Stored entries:
****************
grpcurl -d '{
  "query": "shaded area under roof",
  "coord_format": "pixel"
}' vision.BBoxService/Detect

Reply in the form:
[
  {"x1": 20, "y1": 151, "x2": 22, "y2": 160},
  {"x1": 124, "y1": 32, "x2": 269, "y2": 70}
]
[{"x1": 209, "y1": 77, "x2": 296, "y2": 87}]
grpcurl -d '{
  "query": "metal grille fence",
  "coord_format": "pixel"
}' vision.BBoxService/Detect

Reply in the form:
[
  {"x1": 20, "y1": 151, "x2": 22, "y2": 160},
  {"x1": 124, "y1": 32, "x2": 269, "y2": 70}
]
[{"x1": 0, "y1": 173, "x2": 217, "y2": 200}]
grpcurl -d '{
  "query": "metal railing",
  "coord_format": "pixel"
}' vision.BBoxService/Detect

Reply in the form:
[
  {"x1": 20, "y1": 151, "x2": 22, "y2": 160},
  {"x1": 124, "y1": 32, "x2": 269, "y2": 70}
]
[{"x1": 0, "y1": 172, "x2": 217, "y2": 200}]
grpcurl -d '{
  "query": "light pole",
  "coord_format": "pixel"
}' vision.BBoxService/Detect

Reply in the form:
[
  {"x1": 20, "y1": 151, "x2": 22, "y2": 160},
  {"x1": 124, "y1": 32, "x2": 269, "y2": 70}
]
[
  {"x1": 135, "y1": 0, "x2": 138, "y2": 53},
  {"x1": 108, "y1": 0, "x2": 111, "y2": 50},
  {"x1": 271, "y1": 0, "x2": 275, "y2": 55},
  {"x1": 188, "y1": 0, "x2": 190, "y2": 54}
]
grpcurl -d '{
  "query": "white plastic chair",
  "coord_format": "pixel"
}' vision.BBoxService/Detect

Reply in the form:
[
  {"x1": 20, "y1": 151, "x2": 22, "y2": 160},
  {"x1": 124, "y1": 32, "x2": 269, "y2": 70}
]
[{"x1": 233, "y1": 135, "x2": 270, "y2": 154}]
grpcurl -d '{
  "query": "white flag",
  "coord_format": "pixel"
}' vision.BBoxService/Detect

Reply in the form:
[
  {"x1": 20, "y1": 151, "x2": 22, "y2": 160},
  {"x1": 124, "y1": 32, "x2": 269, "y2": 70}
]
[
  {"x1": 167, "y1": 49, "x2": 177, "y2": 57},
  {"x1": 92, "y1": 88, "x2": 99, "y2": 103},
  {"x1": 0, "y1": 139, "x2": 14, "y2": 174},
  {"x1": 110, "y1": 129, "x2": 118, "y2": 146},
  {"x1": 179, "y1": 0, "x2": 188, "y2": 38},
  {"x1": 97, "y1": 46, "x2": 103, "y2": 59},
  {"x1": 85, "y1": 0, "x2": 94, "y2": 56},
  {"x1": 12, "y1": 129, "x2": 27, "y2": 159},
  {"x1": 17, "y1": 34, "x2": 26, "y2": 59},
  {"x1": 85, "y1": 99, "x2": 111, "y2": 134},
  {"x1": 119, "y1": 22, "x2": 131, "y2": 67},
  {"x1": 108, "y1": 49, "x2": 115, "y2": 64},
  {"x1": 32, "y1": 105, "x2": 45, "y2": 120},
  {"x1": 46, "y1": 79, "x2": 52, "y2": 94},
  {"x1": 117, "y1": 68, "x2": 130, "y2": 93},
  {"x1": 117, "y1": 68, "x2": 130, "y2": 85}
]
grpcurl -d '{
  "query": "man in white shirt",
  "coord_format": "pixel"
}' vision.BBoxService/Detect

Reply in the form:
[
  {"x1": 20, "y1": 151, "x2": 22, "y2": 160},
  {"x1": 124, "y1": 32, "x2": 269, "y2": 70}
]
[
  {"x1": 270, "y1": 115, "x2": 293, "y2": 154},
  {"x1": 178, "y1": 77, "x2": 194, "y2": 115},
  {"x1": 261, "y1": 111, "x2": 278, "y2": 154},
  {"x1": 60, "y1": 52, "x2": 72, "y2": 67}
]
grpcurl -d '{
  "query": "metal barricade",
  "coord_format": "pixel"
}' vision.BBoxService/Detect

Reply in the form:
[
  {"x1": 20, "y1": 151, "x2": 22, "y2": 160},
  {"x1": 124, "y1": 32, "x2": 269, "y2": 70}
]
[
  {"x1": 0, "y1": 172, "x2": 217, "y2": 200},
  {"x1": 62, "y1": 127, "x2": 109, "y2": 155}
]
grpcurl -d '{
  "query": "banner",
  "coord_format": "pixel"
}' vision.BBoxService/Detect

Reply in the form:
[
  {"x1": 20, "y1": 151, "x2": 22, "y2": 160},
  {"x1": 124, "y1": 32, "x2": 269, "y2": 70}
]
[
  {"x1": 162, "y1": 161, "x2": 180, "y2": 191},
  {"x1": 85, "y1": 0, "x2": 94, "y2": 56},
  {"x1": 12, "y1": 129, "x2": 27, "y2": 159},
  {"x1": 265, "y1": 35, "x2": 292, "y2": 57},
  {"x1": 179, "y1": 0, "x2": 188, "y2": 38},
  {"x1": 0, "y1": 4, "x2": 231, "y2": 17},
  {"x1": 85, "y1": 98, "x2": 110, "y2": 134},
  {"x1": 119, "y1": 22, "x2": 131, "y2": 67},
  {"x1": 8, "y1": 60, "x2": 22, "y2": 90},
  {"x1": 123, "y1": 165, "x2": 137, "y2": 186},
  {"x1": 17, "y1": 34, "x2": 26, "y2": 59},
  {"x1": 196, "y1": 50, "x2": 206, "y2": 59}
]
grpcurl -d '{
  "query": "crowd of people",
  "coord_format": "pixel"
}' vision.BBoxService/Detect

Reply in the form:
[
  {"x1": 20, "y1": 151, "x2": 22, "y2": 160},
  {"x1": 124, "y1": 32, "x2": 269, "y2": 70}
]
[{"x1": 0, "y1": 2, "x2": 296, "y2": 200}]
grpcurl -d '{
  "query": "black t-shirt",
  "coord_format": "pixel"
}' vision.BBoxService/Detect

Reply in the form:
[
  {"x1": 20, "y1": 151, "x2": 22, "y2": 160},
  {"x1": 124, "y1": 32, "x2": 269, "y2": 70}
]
****************
Retype all of the data shown above, word for word.

Response to this exercise:
grpcurl -d '{
  "query": "shaded area under roof",
  "coord_format": "pixel"
}' vision.BBoxService/Detect

Reply in the form:
[
  {"x1": 20, "y1": 151, "x2": 22, "y2": 160},
  {"x1": 124, "y1": 32, "x2": 269, "y2": 70}
]
[{"x1": 209, "y1": 77, "x2": 296, "y2": 87}]
grpcurl -d '{
  "query": "metal grille fence",
  "coord_format": "pixel"
}' vision.BBoxService/Detect

Reply in the form:
[
  {"x1": 20, "y1": 151, "x2": 22, "y2": 160},
  {"x1": 124, "y1": 32, "x2": 269, "y2": 70}
]
[{"x1": 0, "y1": 173, "x2": 217, "y2": 200}]
grpcurl -d '{
  "query": "metal railing",
  "coord_format": "pixel"
}' vision.BBoxService/Detect

Reply in the form:
[
  {"x1": 20, "y1": 151, "x2": 22, "y2": 160},
  {"x1": 124, "y1": 32, "x2": 269, "y2": 70}
]
[{"x1": 0, "y1": 172, "x2": 217, "y2": 200}]
grpcurl -d '{
  "query": "light pole",
  "coord_format": "pixel"
}' vision.BBoxService/Detect

Reply in the form:
[
  {"x1": 20, "y1": 151, "x2": 22, "y2": 160},
  {"x1": 124, "y1": 32, "x2": 269, "y2": 70}
]
[
  {"x1": 135, "y1": 0, "x2": 138, "y2": 53},
  {"x1": 108, "y1": 0, "x2": 111, "y2": 50},
  {"x1": 271, "y1": 0, "x2": 275, "y2": 55},
  {"x1": 188, "y1": 0, "x2": 190, "y2": 54}
]
grpcurl -d '{
  "query": "white plastic chair",
  "coord_format": "pixel"
}' vision.BBoxService/Detect

Reply in the form:
[
  {"x1": 20, "y1": 151, "x2": 22, "y2": 160},
  {"x1": 124, "y1": 32, "x2": 269, "y2": 70}
]
[{"x1": 233, "y1": 135, "x2": 270, "y2": 154}]
grpcurl -d '{
  "query": "white flag",
  "coord_format": "pixel"
}' vision.BBoxService/Detect

Reply in the form:
[
  {"x1": 20, "y1": 151, "x2": 22, "y2": 160},
  {"x1": 124, "y1": 32, "x2": 269, "y2": 70}
]
[
  {"x1": 167, "y1": 49, "x2": 177, "y2": 57},
  {"x1": 92, "y1": 88, "x2": 99, "y2": 103},
  {"x1": 0, "y1": 139, "x2": 14, "y2": 174},
  {"x1": 110, "y1": 129, "x2": 118, "y2": 146},
  {"x1": 179, "y1": 0, "x2": 188, "y2": 38},
  {"x1": 97, "y1": 46, "x2": 103, "y2": 59},
  {"x1": 85, "y1": 0, "x2": 94, "y2": 56},
  {"x1": 12, "y1": 129, "x2": 27, "y2": 159},
  {"x1": 17, "y1": 34, "x2": 26, "y2": 59},
  {"x1": 85, "y1": 99, "x2": 111, "y2": 134},
  {"x1": 119, "y1": 22, "x2": 131, "y2": 67},
  {"x1": 108, "y1": 49, "x2": 115, "y2": 64},
  {"x1": 32, "y1": 105, "x2": 45, "y2": 120},
  {"x1": 46, "y1": 79, "x2": 52, "y2": 94},
  {"x1": 117, "y1": 68, "x2": 130, "y2": 93},
  {"x1": 117, "y1": 68, "x2": 130, "y2": 85}
]
grpcurl -d '{
  "query": "man in white shirt",
  "coord_format": "pixel"
}' vision.BBoxService/Detect

Reply in the form:
[
  {"x1": 20, "y1": 151, "x2": 22, "y2": 160},
  {"x1": 124, "y1": 32, "x2": 269, "y2": 70}
]
[
  {"x1": 270, "y1": 115, "x2": 293, "y2": 154},
  {"x1": 178, "y1": 77, "x2": 194, "y2": 115},
  {"x1": 261, "y1": 111, "x2": 278, "y2": 154},
  {"x1": 60, "y1": 52, "x2": 72, "y2": 67}
]
grpcurl -d '{
  "query": "metal barricade",
  "coord_format": "pixel"
}' vision.BBoxService/Detect

Reply in the form:
[
  {"x1": 20, "y1": 151, "x2": 22, "y2": 160},
  {"x1": 124, "y1": 32, "x2": 269, "y2": 70}
]
[
  {"x1": 0, "y1": 172, "x2": 217, "y2": 200},
  {"x1": 62, "y1": 127, "x2": 109, "y2": 155}
]
grpcurl -d '{
  "query": "banner",
  "coord_format": "pixel"
}' vision.BBoxService/Detect

Reply in the form:
[
  {"x1": 20, "y1": 151, "x2": 22, "y2": 160},
  {"x1": 124, "y1": 32, "x2": 269, "y2": 70}
]
[
  {"x1": 162, "y1": 161, "x2": 180, "y2": 191},
  {"x1": 85, "y1": 0, "x2": 94, "y2": 56},
  {"x1": 12, "y1": 129, "x2": 27, "y2": 159},
  {"x1": 265, "y1": 35, "x2": 292, "y2": 57},
  {"x1": 179, "y1": 0, "x2": 188, "y2": 38},
  {"x1": 0, "y1": 4, "x2": 231, "y2": 17},
  {"x1": 85, "y1": 98, "x2": 110, "y2": 134},
  {"x1": 119, "y1": 22, "x2": 131, "y2": 67},
  {"x1": 8, "y1": 60, "x2": 22, "y2": 90},
  {"x1": 123, "y1": 165, "x2": 137, "y2": 186},
  {"x1": 17, "y1": 34, "x2": 26, "y2": 59},
  {"x1": 196, "y1": 50, "x2": 206, "y2": 59}
]
grpcurl -d '{
  "query": "crowd of people",
  "coord_format": "pixel"
}' vision.BBoxService/Detect

Reply in the form:
[
  {"x1": 20, "y1": 151, "x2": 22, "y2": 160},
  {"x1": 124, "y1": 32, "x2": 269, "y2": 70}
]
[{"x1": 0, "y1": 2, "x2": 296, "y2": 200}]
grpcurl -d '{
  "query": "black t-shirt",
  "coord_format": "pixel"
}' vision.BBoxService/Detect

Reply in the form:
[
  {"x1": 20, "y1": 151, "x2": 22, "y2": 160},
  {"x1": 124, "y1": 32, "x2": 269, "y2": 70}
]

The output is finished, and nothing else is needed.